TASK GOAL: Repeat all the material exactly; pictures stay out of your copy.

INPUT FOR THIS TASK:

┄┄┄┄┄┄┄┄┄┄

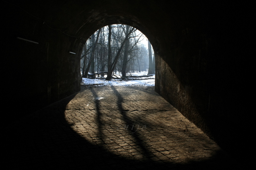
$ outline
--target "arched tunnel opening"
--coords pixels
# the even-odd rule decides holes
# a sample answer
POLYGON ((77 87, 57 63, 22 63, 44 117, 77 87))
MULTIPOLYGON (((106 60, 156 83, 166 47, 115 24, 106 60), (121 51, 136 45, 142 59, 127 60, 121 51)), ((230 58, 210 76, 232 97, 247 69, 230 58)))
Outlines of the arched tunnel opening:
POLYGON ((251 22, 250 15, 244 17, 249 12, 241 4, 228 8, 213 1, 169 3, 2 1, 4 104, 13 110, 7 119, 16 122, 79 91, 85 40, 100 28, 123 24, 138 29, 152 44, 156 91, 237 155, 244 148, 234 148, 246 138, 237 135, 237 125, 245 121, 240 116, 248 113, 248 103, 241 99, 249 89, 237 80, 251 72, 246 66, 251 22))
POLYGON ((153 76, 155 60, 152 49, 147 38, 136 28, 123 24, 103 27, 91 36, 83 48, 82 77, 128 81, 145 74, 145 77, 153 76), (132 75, 135 73, 142 75, 132 75))

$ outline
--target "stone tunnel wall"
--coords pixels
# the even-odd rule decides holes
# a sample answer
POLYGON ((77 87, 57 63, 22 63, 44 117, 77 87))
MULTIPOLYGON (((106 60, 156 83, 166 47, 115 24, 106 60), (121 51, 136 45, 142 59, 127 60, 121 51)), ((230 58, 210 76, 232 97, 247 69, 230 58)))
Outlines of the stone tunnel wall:
POLYGON ((238 60, 244 54, 238 47, 246 47, 237 42, 246 37, 234 24, 240 15, 234 17, 233 5, 227 11, 226 4, 214 1, 164 1, 2 2, 5 103, 13 103, 15 112, 8 117, 22 117, 22 110, 30 114, 79 90, 85 39, 101 27, 122 23, 138 29, 151 43, 156 91, 232 150, 241 121, 234 106, 242 103, 242 93, 232 89, 243 87, 235 80, 246 75, 238 69, 245 62, 238 60))

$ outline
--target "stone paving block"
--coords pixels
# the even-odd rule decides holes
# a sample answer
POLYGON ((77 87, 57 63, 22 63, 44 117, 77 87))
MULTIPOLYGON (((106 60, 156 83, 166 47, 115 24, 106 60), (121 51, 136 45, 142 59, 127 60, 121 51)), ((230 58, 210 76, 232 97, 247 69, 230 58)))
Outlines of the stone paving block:
POLYGON ((229 167, 219 146, 154 90, 91 88, 39 110, 12 127, 14 148, 26 151, 13 159, 42 169, 229 167))

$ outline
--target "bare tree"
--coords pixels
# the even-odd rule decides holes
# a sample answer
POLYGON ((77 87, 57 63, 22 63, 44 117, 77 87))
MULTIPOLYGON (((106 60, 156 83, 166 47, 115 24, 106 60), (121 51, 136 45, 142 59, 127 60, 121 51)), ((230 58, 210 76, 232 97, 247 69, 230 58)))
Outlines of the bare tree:
MULTIPOLYGON (((98 43, 98 40, 99 39, 99 37, 100 36, 100 30, 101 30, 101 28, 98 31, 98 33, 97 34, 97 37, 96 38, 96 40, 95 41, 95 42, 94 44, 94 45, 93 45, 93 46, 92 47, 92 54, 91 54, 91 58, 90 59, 90 60, 89 60, 88 62, 88 65, 87 66, 87 68, 85 70, 85 72, 84 72, 84 75, 85 76, 87 77, 87 75, 88 74, 88 72, 89 71, 89 69, 90 68, 90 66, 91 66, 91 64, 92 63, 92 61, 93 60, 94 60, 94 51, 95 51, 95 49, 96 48, 96 46, 97 46, 97 44, 98 43)), ((93 34, 93 36, 94 35, 94 34, 93 34)), ((94 41, 93 40, 93 42, 94 41)), ((93 61, 94 62, 94 61, 93 61)), ((94 69, 94 67, 93 67, 93 69, 94 69)), ((94 71, 94 70, 93 70, 93 71, 94 71)))
POLYGON ((149 65, 148 66, 148 75, 152 74, 155 73, 153 72, 153 64, 152 63, 152 52, 151 49, 151 44, 149 41, 148 39, 148 57, 149 58, 149 65))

┄┄┄┄┄┄┄┄┄┄

FULL SOLUTION:
$ outline
--target "arched tunnel opening"
--coords pixels
# the even-odd rule decides holes
# a sample answer
POLYGON ((77 87, 57 63, 22 63, 44 117, 77 87))
MULTIPOLYGON (((106 60, 156 83, 166 47, 115 24, 106 60), (121 51, 136 45, 142 59, 127 60, 121 51)), ((230 58, 210 76, 232 97, 247 69, 230 58)))
Outlines of the arched tunnel opening:
POLYGON ((251 22, 250 15, 244 17, 249 12, 241 4, 228 8, 213 1, 169 3, 2 1, 4 104, 13 110, 7 119, 16 122, 79 91, 85 40, 100 28, 123 24, 138 29, 152 44, 156 91, 237 155, 244 148, 234 148, 246 138, 237 135, 237 125, 245 121, 240 116, 248 113, 248 103, 241 99, 249 89, 237 80, 251 72, 246 66, 251 22))
POLYGON ((153 76, 155 60, 152 49, 147 38, 136 28, 123 24, 103 27, 91 36, 83 48, 82 77, 128 81, 145 74, 145 77, 153 76), (132 75, 135 73, 142 75, 132 75))

$ outline
--target "stone tunnel wall"
--coords pixels
# the even-odd rule decides holes
# a sample answer
POLYGON ((77 87, 57 63, 22 63, 44 117, 77 87))
MULTIPOLYGON (((106 60, 156 83, 166 47, 115 24, 106 60), (121 51, 136 45, 142 59, 127 60, 121 51)), ((230 58, 210 76, 232 97, 247 69, 230 58)))
Outlines of the stone tunnel wall:
POLYGON ((238 60, 244 54, 238 47, 246 47, 237 42, 246 37, 234 24, 240 15, 234 17, 233 5, 227 11, 226 4, 214 1, 164 1, 2 2, 5 103, 13 103, 15 112, 8 117, 22 117, 22 110, 30 114, 79 90, 85 39, 101 27, 122 23, 138 29, 151 43, 156 91, 232 150, 241 121, 234 106, 242 103, 242 93, 232 89, 243 87, 235 80, 246 75, 238 69, 245 62, 238 60))

$ outline
--target "stone paving block"
--coords pixels
# the even-odd rule decides holes
# a sample answer
POLYGON ((77 87, 57 63, 22 63, 44 117, 77 87))
MULTIPOLYGON (((106 60, 156 83, 166 47, 115 24, 106 60), (121 51, 136 45, 142 59, 127 60, 121 51)), ((230 58, 210 76, 232 97, 247 69, 230 58)))
Outlines of the stone paving block:
POLYGON ((229 167, 219 146, 154 90, 91 88, 39 110, 12 127, 14 148, 26 151, 13 159, 42 169, 229 167))

$ outline
--target "bare tree"
--coords pixels
# the even-odd rule decides holes
# a sample answer
POLYGON ((77 87, 57 63, 22 63, 44 117, 77 87))
MULTIPOLYGON (((106 60, 156 83, 166 47, 115 24, 106 60), (121 51, 136 45, 142 59, 127 60, 121 51)), ((230 58, 210 76, 232 97, 247 69, 230 58)))
Outlines of the bare tree:
MULTIPOLYGON (((98 43, 98 40, 99 39, 99 37, 100 36, 100 30, 101 30, 101 28, 98 31, 98 33, 97 34, 97 37, 96 38, 96 40, 95 41, 95 42, 94 44, 94 45, 93 45, 93 46, 92 47, 92 54, 91 54, 91 58, 90 59, 90 60, 89 60, 88 62, 88 65, 87 66, 87 68, 85 70, 85 72, 84 72, 84 75, 85 76, 87 77, 87 75, 88 74, 88 72, 89 71, 89 69, 90 68, 90 66, 91 66, 91 64, 92 63, 92 61, 93 60, 94 60, 94 51, 95 51, 95 49, 96 48, 96 46, 97 46, 97 44, 98 43)), ((93 34, 93 36, 94 35, 94 34, 93 34)), ((94 41, 93 40, 93 42, 94 41)), ((93 61, 94 62, 94 61, 93 61)), ((94 69, 94 67, 93 67, 93 69, 94 69)), ((94 71, 94 70, 93 70, 93 71, 94 71)))
POLYGON ((149 65, 148 66, 148 75, 152 74, 155 73, 153 72, 153 64, 152 63, 152 52, 151 49, 151 44, 149 41, 148 39, 148 57, 149 58, 149 65))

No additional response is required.